* **GOAL 1**
Retype the passage on Homer's Ithaca word for word, everything from "Description of Ithaca." down to "cluster of islands.)".

* **SELECTED EXTRACT**
+--
Description of Ithaca. Interpretation-Analysis
(Summary) Nearly all elements in the depiction of Ithaca in the Odyssey correspond to the present island of Ithaca. The main discrepancy, a phrase describing the island as being the most western, although it can not be attributed to present day Ithaca, it can neither refute the overall depiction. This has been determined by approaches attempted through herdsmen’s accounts, geographical descriptions, the voyages, and five comparative elements corresponding exclusively to Ithaca’s size. (General geophysical depiction and geophysical depiction for comparison to the other islands, climate, agricultural, livestock capacity, ships, and number of suitors, and all these in combination with the strategic position and importance of Ithaca within this cluster of islands.)
In the Odyssey, the poetic description of Ithaca (*) from a literary, geographic, geophysical, productive and other comparative perspectives, corresponds on nearly all points to present day Ithaca. The main, classical, ‘‘exception’’ is limited to the phrase “πανυπερτάτη εἰν ἁλὶ κεῖται πρὸς ζόφον” (**). This concerns a phrase of controversial and stale-mate semantics, that:
(a) on the one hand is refuted by other consistent phrases in relative Homeric narration – (Od. ι 19-28) “εἰν ἁλὶ κεῖται”= stands in coastal waters and not in the open sea (pontos) – the difference between ‘‘als’’ and ‘‘pontos’’ and “ἀμφὶ δὲ νῆσοι πολλαὶ”= surrounded both sides by many islands, et al); and,
(b) on the other hand, the above phrase falls short of these theoreticians’ high expectations when applied to theories concerning Cephalonian claims and, in general, is not consistent with other descriptive and geophysical elements.
Indeed, the αμφίαλος, κραναή and οὐδ᾿ εὐρεῖα (surrounded by sea, rocky and not wide) island of Ithaca has its own Homeric specifications and consequently the alleged as seditious phrase ‘‘πανυπερτάτη πρὸς ζόφον’’ fails to save on its own any of the morphemes that pretend to present themselves as Homeric Ithacas.
Another seditious word in the narrative is the word ‘‘αὐτὴ” (Od. ι 25) (= she) for which at least two theories believe that it concerns Zacynthus and not Ithaca. In general the geographical speculations of lines (Od. ι 19-28), which like all the others aren’t possible to be taken for granted, cannot nullify the bulk of descriptions such as those in δ 600-608, ο 245-247, υ 186-188, υ 208-210, ω 353-355, etc, that clearly point to Ithaca, as we will see in the following.
+--
* **GOAL 2**
From the entries below, extract every line that contains the string "garden", treating uppercase and lowercase letters as different.
+--
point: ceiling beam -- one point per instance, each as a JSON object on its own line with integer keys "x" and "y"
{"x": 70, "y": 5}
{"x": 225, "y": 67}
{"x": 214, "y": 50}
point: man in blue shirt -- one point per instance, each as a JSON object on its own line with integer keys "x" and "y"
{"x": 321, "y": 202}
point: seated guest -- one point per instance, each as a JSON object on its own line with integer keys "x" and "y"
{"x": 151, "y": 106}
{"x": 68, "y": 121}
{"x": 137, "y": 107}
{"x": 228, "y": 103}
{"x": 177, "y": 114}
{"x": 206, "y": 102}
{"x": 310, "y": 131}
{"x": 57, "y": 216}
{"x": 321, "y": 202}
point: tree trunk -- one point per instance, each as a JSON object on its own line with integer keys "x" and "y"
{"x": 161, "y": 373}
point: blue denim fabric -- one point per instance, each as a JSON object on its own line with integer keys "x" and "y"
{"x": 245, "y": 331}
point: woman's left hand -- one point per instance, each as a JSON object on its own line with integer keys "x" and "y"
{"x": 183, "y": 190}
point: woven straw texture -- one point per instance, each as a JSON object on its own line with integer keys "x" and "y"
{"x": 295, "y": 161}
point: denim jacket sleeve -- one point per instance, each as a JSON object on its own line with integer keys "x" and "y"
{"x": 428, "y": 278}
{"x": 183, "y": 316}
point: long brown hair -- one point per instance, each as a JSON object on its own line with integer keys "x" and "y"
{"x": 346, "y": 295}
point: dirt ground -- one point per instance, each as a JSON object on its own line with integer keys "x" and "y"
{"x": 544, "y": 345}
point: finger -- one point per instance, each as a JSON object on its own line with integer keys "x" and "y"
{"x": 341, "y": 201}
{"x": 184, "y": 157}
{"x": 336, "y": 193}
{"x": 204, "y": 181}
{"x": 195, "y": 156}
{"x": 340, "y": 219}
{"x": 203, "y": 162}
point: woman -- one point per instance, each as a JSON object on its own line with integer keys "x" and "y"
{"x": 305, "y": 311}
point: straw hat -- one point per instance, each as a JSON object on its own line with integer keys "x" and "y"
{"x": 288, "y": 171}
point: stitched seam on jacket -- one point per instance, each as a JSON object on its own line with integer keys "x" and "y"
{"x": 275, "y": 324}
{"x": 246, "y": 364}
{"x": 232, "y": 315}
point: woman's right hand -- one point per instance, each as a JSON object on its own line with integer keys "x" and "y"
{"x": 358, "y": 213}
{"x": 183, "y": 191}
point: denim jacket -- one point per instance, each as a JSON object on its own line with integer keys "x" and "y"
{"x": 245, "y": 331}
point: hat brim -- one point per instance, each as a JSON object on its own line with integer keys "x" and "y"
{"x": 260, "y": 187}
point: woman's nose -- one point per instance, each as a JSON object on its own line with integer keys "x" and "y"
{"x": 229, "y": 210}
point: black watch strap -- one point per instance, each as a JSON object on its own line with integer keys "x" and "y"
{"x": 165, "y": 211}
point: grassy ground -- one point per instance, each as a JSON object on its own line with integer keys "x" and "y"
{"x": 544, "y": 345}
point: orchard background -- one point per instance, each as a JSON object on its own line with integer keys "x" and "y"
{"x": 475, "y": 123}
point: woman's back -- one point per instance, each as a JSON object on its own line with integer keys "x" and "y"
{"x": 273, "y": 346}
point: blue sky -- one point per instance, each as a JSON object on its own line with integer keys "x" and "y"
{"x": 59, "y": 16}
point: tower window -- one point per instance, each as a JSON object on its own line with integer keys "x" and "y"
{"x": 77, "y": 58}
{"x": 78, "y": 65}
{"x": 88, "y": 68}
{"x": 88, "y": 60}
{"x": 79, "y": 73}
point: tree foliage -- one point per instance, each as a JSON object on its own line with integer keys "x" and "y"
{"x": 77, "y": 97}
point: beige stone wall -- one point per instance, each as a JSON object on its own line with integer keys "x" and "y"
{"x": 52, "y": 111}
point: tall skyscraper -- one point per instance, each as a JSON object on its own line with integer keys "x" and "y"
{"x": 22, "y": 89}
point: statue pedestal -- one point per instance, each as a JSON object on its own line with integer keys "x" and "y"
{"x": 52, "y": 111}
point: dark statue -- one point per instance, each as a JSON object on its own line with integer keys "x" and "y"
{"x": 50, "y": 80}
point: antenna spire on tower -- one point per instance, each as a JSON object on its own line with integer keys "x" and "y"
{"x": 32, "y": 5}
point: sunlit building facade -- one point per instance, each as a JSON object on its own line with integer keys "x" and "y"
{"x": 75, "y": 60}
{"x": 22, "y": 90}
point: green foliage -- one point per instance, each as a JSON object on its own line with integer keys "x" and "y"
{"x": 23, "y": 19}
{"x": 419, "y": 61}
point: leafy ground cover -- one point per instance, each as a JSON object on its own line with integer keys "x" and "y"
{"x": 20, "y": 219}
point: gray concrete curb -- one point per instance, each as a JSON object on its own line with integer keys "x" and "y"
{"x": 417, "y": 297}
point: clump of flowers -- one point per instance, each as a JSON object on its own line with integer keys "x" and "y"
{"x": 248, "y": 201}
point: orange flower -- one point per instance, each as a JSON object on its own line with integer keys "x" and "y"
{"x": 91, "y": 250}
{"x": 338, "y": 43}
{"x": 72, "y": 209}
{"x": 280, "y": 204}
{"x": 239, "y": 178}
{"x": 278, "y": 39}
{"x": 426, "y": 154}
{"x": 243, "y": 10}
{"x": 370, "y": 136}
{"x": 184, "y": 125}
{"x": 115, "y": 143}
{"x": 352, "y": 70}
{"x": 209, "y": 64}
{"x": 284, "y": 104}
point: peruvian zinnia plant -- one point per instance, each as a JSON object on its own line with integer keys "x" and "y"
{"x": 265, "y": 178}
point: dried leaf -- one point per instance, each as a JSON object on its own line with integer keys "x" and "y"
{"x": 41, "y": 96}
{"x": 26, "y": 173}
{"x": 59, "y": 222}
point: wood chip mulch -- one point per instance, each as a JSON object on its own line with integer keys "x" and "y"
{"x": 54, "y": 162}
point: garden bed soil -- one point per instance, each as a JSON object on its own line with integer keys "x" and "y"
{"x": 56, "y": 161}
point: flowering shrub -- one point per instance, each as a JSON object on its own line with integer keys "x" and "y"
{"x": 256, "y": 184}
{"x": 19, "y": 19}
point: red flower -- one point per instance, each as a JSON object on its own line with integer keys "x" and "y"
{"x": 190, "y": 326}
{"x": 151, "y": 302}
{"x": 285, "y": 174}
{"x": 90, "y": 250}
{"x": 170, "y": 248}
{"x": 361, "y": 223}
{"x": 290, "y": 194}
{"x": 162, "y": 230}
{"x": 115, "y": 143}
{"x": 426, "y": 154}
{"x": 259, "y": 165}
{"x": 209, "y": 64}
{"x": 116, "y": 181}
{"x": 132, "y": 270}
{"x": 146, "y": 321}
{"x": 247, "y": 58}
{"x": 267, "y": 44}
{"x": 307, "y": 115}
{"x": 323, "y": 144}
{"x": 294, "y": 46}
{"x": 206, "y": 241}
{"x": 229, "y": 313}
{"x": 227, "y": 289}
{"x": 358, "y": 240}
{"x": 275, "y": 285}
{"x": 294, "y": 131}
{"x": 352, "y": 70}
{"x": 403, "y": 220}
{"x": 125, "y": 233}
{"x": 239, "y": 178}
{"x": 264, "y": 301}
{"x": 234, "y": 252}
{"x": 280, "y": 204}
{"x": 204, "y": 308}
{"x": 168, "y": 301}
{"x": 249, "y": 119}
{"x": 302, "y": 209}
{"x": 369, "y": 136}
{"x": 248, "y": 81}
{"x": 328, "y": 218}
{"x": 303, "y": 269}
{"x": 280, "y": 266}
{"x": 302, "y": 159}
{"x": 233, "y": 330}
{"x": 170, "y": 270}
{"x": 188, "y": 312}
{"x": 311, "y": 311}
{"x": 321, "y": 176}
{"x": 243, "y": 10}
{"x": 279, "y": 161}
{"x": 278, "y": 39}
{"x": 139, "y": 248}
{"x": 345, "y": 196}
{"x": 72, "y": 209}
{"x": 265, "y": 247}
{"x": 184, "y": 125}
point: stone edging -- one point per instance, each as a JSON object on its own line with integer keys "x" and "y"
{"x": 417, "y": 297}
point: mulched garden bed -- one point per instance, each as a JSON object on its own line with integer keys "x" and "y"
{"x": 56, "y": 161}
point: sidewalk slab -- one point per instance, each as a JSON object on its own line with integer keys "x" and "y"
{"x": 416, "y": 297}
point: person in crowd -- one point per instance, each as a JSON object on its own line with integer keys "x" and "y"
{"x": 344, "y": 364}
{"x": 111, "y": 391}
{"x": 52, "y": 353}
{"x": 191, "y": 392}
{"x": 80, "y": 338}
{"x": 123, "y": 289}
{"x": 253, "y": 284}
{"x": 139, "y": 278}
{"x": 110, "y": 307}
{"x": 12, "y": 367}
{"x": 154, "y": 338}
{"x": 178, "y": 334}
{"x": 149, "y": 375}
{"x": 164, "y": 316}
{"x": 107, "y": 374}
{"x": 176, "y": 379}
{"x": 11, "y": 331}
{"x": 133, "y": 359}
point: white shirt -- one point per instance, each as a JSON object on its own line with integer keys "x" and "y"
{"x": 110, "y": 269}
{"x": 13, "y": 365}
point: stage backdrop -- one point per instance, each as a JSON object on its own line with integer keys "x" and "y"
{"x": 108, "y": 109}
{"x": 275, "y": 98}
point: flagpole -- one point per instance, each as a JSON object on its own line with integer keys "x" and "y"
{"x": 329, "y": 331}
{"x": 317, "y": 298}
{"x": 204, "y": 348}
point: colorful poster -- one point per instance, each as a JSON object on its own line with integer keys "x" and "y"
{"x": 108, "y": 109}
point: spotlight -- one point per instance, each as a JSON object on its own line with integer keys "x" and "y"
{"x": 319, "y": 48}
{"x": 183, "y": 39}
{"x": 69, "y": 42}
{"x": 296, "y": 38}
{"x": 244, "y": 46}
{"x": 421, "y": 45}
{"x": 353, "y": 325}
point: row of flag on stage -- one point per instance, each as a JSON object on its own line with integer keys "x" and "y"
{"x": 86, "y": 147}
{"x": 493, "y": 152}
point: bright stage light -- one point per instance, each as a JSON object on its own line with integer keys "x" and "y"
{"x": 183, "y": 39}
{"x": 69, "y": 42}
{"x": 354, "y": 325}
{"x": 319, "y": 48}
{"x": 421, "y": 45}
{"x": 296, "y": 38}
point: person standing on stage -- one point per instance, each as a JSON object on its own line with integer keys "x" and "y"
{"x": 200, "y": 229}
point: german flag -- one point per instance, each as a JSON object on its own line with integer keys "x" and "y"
+--
* **WRITTEN REPLY 1**
Description of Ithaca. Interpretation-Analysis
(Summary) Nearly all elements in the depiction of Ithaca in the Odyssey correspond to the present island of Ithaca. The main discrepancy, a phrase describing the island as being the most western, although it can not be attributed to present day Ithaca, it can neither refute the overall depiction. This has been determined by approaches attempted through herdsmen’s accounts, geographical descriptions, the voyages, and five comparative elements corresponding exclusively to Ithaca’s size. (General geophysical depiction and geophysical depiction for comparison to the other islands, climate, agricultural, livestock capacity, ships, and number of suitors, and all these in combination with the strategic position and importance of Ithaca within this cluster of islands.)

* **WRITTEN REPLY 2**
point: garden bed soil -- one point per instance, each as a JSON object on its own line with integer keys "x" and "y"
point: mulched garden bed -- one point per instance, each as a JSON object on its own line with integer keys "x" and "y"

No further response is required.